# Data for analysis:

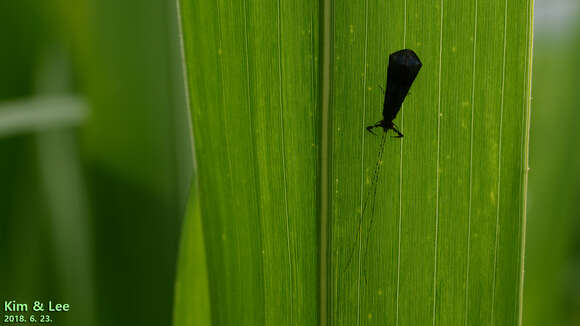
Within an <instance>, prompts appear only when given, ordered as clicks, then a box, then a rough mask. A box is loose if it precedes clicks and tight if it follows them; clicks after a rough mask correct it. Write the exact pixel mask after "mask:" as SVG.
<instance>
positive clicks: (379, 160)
mask: <svg viewBox="0 0 580 326" xmlns="http://www.w3.org/2000/svg"><path fill="white" fill-rule="evenodd" d="M386 140H387V133H386V131H385V132H383V136H382V137H381V145H380V148H379V155H378V158H377V163H376V164H375V169H374V171H373V178H372V181H371V189H370V192H372V194H373V204H372V206H373V208H372V213H371V214H374V202H375V198H376V195H377V181H378V179H379V171H380V167H381V164H382V162H381V160H382V157H383V152H384V149H385V142H386ZM370 192H369V193H367V196H366V198H365V200H364V202H363V209H362V211H361V214H360V217H359V221H358V228H357V229H356V237H355V240H354V243H355V244H356V243H357V242H358V237H359V234H360V233H361V232H362V223H363V216H364V213H365V210H366V208H367V203H368V201H369V198H370V197H371V196H370V194H371V193H370ZM372 222H373V219H372V216H371V223H372ZM371 225H372V224H371ZM367 243H368V236H367ZM354 252H355V245H353V246H352V251H351V253H350V255H349V257H348V259H347V261H346V266H345V270H346V269H348V267H349V266H350V263H351V262H352V258H353V257H354Z"/></svg>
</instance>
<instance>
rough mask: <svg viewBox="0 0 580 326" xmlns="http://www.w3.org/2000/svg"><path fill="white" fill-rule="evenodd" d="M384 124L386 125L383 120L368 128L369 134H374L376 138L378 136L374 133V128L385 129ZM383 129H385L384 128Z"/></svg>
mask: <svg viewBox="0 0 580 326" xmlns="http://www.w3.org/2000/svg"><path fill="white" fill-rule="evenodd" d="M383 123H384V120H381V121H379V122H377V123H375V124H374V125H372V126H368V127H367V131H368V132H370V133H371V134H373V135H375V136H376V134H375V133H374V132H373V129H374V128H377V127H383ZM383 128H384V127H383Z"/></svg>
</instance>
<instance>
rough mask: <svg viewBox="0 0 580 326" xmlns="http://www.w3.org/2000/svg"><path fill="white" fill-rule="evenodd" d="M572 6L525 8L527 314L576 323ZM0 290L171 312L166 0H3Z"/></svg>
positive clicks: (547, 320)
mask: <svg viewBox="0 0 580 326" xmlns="http://www.w3.org/2000/svg"><path fill="white" fill-rule="evenodd" d="M579 9H580V6H579V4H578V2H577V1H575V0H558V1H554V0H538V1H536V10H535V16H536V17H535V41H534V67H533V83H532V86H533V91H532V94H533V100H532V123H531V138H530V161H531V162H530V166H531V171H530V177H529V188H528V208H527V212H528V215H527V237H526V252H527V253H526V274H525V290H524V325H580V236H579V235H580V209H579V208H578V206H576V204H577V202H579V200H580V182H579V181H580V169H579V168H580V151H579V150H578V149H579V148H580V133H578V132H577V130H578V127H577V125H578V124H579V123H580V92H579V91H578V89H579V88H580V56H579V55H578V53H580V23H579V22H580V19H579V18H580V10H579ZM0 44H1V48H0V185H1V187H0V302H3V301H4V300H17V301H19V302H30V301H33V300H53V301H58V302H61V303H69V304H70V305H71V312H70V313H64V314H59V315H56V316H55V317H58V318H59V320H58V325H109V326H111V325H169V324H170V323H171V310H172V304H173V288H174V277H175V267H176V258H177V252H178V243H179V235H180V227H181V221H182V215H183V213H184V211H185V204H186V198H187V194H188V191H189V187H190V182H191V177H192V174H193V171H192V169H193V158H192V145H191V136H190V134H191V133H190V130H189V122H188V121H189V115H188V113H187V109H186V104H185V95H184V87H183V80H182V74H183V72H182V70H181V59H180V48H179V39H178V28H177V19H176V8H175V2H174V1H163V0H147V1H144V0H124V1H117V0H76V1H73V0H52V1H41V0H19V1H0Z"/></svg>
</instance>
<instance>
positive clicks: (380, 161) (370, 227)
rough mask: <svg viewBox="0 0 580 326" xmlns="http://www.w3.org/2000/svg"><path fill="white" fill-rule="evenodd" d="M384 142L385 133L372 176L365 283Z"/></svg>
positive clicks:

# About this task:
Return every line of the data above unchanged, leaving out the pictures.

# Written response:
Within an <instance>, prompts appear only when given, ordered as clicks, then a box, then a rough mask. A box is loose if it precedes clicks and tight if it follows them; clicks after a rough mask correct it. Write the exact pixel mask after "mask:" as SVG.
<instance>
positive clicks: (379, 160)
mask: <svg viewBox="0 0 580 326" xmlns="http://www.w3.org/2000/svg"><path fill="white" fill-rule="evenodd" d="M386 140H387V133H386V131H385V132H383V136H382V137H381V145H380V148H379V155H378V158H377V163H376V164H375V169H374V171H373V178H372V181H371V189H370V192H372V194H373V204H372V206H373V208H372V213H371V214H374V202H375V198H376V195H377V181H378V179H379V171H380V167H381V164H382V162H381V160H382V157H383V152H384V149H385V142H386ZM370 192H369V193H367V196H366V198H365V200H364V202H363V209H362V211H361V214H360V217H359V221H358V228H357V229H356V237H355V240H354V243H355V244H356V243H357V242H358V237H359V234H360V233H361V232H362V223H363V216H364V213H365V210H366V208H367V203H368V201H369V198H370V197H371V196H370V194H371V193H370ZM372 222H373V219H372V216H371V223H372ZM371 225H372V224H371ZM367 243H368V236H367ZM354 252H355V245H353V246H352V251H351V253H350V255H349V257H348V259H347V261H346V266H345V270H346V269H348V267H349V266H350V263H351V262H352V258H353V257H354Z"/></svg>
</instance>
<instance>
rough mask: <svg viewBox="0 0 580 326" xmlns="http://www.w3.org/2000/svg"><path fill="white" fill-rule="evenodd" d="M384 124L386 125L383 120L368 128L369 134H374L376 138L378 136L374 133V128L385 129ZM383 129H385L384 128Z"/></svg>
mask: <svg viewBox="0 0 580 326" xmlns="http://www.w3.org/2000/svg"><path fill="white" fill-rule="evenodd" d="M383 123H384V120H381V121H379V122H377V123H375V124H374V125H372V126H368V127H367V131H368V132H370V133H371V134H373V135H375V136H376V134H375V133H374V132H373V129H374V128H377V127H383ZM383 128H384V127H383Z"/></svg>
</instance>
<instance>
rough mask: <svg viewBox="0 0 580 326" xmlns="http://www.w3.org/2000/svg"><path fill="white" fill-rule="evenodd" d="M572 6L525 8L527 314L576 323ZM0 290L171 312L166 0H3Z"/></svg>
positive clicks: (547, 320)
mask: <svg viewBox="0 0 580 326" xmlns="http://www.w3.org/2000/svg"><path fill="white" fill-rule="evenodd" d="M579 9H580V6H579V4H578V2H577V1H575V0H558V1H554V0H538V1H536V10H535V16H536V17H535V41H534V67H533V83H532V86H533V91H532V94H533V100H532V123H531V138H530V161H531V162H530V166H531V171H530V177H529V188H528V208H527V212H528V215H527V237H526V252H527V253H526V274H525V290H524V325H580V236H579V235H580V209H579V208H578V206H576V204H577V202H579V200H580V182H579V181H580V169H579V168H580V151H579V150H578V149H579V148H580V133H578V132H577V130H578V127H577V125H578V124H579V123H580V92H579V91H578V89H579V88H580V56H579V55H578V53H580V23H579V22H580V19H579V18H580V10H579ZM0 44H1V48H0V185H1V187H0V302H3V301H4V300H17V301H19V302H30V301H33V300H53V301H58V302H61V303H69V304H70V305H71V312H70V313H64V314H59V315H56V316H55V317H58V318H59V320H58V325H109V326H111V325H169V324H170V323H171V310H172V304H173V288H174V277H175V267H176V258H177V252H178V243H179V235H180V227H181V221H182V215H183V213H184V211H185V204H186V198H187V194H188V191H189V187H190V182H191V177H192V174H193V171H192V169H193V158H192V145H191V136H190V134H191V133H190V130H189V122H188V121H189V115H188V113H187V109H186V104H185V95H184V87H183V80H182V74H183V72H182V70H181V59H180V48H179V39H178V28H177V19H176V8H175V2H174V1H163V0H147V1H144V0H124V1H117V0H76V1H73V0H52V1H41V0H19V1H0Z"/></svg>
</instance>
<instance>
positive clicks: (380, 161) (370, 227)
rough mask: <svg viewBox="0 0 580 326" xmlns="http://www.w3.org/2000/svg"><path fill="white" fill-rule="evenodd" d="M384 142L385 133L372 176L365 283Z"/></svg>
positive clicks:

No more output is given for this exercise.